INFORMATION SHOWN START

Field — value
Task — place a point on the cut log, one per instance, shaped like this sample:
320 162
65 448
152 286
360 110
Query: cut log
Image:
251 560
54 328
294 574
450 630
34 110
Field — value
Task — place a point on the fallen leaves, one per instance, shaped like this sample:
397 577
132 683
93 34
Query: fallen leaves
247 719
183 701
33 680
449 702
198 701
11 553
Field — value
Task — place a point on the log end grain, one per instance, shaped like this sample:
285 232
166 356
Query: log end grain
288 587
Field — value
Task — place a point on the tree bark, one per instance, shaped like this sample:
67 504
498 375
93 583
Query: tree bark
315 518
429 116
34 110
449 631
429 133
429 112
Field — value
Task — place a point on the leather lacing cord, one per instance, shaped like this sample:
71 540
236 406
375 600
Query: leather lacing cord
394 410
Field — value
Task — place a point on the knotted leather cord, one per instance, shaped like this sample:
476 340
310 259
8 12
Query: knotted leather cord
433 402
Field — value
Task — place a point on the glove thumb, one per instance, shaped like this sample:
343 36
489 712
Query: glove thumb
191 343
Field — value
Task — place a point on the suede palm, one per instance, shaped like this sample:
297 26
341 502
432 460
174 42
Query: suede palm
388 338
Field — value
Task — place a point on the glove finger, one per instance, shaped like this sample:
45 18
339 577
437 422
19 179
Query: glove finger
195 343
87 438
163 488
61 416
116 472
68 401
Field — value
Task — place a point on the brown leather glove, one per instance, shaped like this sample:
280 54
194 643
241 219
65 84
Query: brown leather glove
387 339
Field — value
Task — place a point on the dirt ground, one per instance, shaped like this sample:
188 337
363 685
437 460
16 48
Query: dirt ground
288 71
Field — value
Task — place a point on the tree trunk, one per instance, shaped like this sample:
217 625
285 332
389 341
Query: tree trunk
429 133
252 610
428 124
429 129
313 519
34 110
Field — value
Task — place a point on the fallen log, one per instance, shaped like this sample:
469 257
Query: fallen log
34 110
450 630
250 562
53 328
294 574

INFORMATION SHOWN END

[ASSIGNMENT] Please repeat the whole listing above, keeping every line exactly as it reads.

[TASK RESPONSE]
Field — value
Task — place a point on the cut log, one per instance, shaped like this sample:
320 162
65 448
152 286
360 110
Query: cut log
Image:
251 560
54 328
294 574
450 630
34 110
Field — value
Task — place a point on the fallen leaves, one per instance, shaped like this sample:
397 577
132 683
93 34
Query: fallen leaves
247 719
183 701
33 680
449 702
198 701
11 553
Field — value
Task — place a point on the log end grain, one per instance, shaped like this sample:
285 232
166 356
Query: log end grain
288 587
Field — value
Task — place a point on the tree bark, one per instance, shaped like this sample:
67 504
498 375
93 583
Query: tree bark
315 518
429 116
34 110
449 631
429 133
429 112
Field — value
Task — place a point on the leather lacing cord, one per instance, shaped like this sample:
71 540
236 406
375 600
Query: leather lacing cord
394 410
Field — value
Task — place a point on the knotted leather cord, one per instance, shaped like this sample:
476 340
310 259
8 12
Query: knotted leather cord
433 402
Field — value
Task — place a point on the glove thumb, one per instance, shaped like this sample:
343 36
489 712
Query: glove thumb
191 343
Field — value
Task — place a point on the suede palm, one per instance, shaped like this sample:
297 26
341 502
432 460
174 42
Query: suede palm
388 338
Field — value
Task — place a point on the glove finger, one per instance, shaped like this sample:
45 18
339 577
437 422
19 179
Query: glove finger
195 343
87 438
163 488
61 416
116 472
68 401
Field — value
Task — place a point on the brown leather glove, one per instance, shaped like this sample:
280 54
194 643
241 219
65 84
Query: brown leather glove
387 339
Field — value
Task — place a point on the dirt ground, one per instance, shaped like this sample:
188 337
363 685
437 460
16 48
Query: dirt ground
288 71
Field — value
Task — place a point on the tree trunk, one per instance, shaped like this sample:
217 625
285 332
389 341
Query: tree trunk
429 133
252 610
428 124
429 129
313 519
34 110
Field — value
Task — place a point on the fallen log, one per instance, shaped like this sample:
469 257
Query: fallen log
34 110
450 630
250 562
53 328
294 574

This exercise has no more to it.